*THE TASK*. Line by line, copy the records below exactly.

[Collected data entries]
####################

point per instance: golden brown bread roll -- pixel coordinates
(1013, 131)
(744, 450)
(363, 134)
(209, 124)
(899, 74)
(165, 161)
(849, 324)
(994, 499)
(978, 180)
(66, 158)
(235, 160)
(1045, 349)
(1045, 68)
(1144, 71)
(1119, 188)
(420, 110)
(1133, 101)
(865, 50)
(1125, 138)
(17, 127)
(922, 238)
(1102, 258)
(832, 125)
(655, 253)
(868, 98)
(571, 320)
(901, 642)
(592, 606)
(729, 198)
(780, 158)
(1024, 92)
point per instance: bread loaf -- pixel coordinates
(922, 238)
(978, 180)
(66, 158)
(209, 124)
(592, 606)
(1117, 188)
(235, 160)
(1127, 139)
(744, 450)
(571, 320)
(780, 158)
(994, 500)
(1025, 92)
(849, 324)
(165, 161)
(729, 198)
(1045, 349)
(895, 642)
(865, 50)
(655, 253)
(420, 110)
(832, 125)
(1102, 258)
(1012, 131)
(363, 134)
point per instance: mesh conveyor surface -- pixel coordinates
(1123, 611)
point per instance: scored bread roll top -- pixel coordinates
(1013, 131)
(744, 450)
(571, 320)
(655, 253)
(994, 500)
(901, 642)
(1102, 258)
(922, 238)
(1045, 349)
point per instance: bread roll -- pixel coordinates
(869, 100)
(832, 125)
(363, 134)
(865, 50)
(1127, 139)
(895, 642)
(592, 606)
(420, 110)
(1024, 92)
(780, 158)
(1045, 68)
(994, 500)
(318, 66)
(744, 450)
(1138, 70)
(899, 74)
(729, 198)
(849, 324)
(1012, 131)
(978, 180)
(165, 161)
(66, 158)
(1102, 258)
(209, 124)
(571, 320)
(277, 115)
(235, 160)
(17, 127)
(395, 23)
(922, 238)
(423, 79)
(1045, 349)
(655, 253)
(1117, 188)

####################

*ANSWER TO THE PROBLEM*.
point per instance: golden brown bread roll -- pixel coordinates
(1013, 131)
(744, 450)
(363, 134)
(209, 124)
(899, 74)
(165, 161)
(849, 324)
(994, 499)
(978, 180)
(66, 158)
(235, 160)
(1045, 349)
(1045, 68)
(1144, 71)
(1119, 188)
(420, 110)
(1133, 101)
(865, 50)
(1125, 138)
(17, 127)
(922, 238)
(1102, 258)
(832, 125)
(655, 253)
(868, 98)
(571, 320)
(901, 642)
(592, 606)
(729, 198)
(780, 158)
(1024, 92)
point per instance: bread loaf -- pixel coordinates
(922, 238)
(978, 180)
(66, 158)
(209, 124)
(592, 606)
(1117, 188)
(235, 160)
(1127, 139)
(744, 450)
(571, 320)
(780, 158)
(994, 500)
(1025, 92)
(849, 324)
(165, 161)
(729, 198)
(1045, 349)
(895, 642)
(865, 50)
(655, 253)
(420, 110)
(832, 125)
(1102, 258)
(1012, 131)
(363, 134)
point per instance: mesh conveyor surface -- pixel coordinates
(1123, 611)
point per instance: scored bread roll top -- pixel coordinates
(1013, 131)
(744, 450)
(571, 320)
(655, 253)
(994, 500)
(901, 642)
(1102, 258)
(922, 238)
(1045, 349)
point per instance: bread roll -- pixel coordinates
(869, 100)
(832, 125)
(363, 134)
(865, 50)
(1127, 139)
(895, 642)
(592, 606)
(420, 110)
(1024, 92)
(780, 158)
(1045, 68)
(994, 500)
(318, 66)
(744, 450)
(1138, 70)
(899, 74)
(729, 198)
(849, 324)
(1012, 131)
(978, 180)
(165, 161)
(66, 158)
(1102, 258)
(209, 124)
(571, 320)
(277, 115)
(235, 160)
(17, 127)
(395, 23)
(922, 238)
(423, 79)
(1045, 349)
(655, 253)
(1117, 188)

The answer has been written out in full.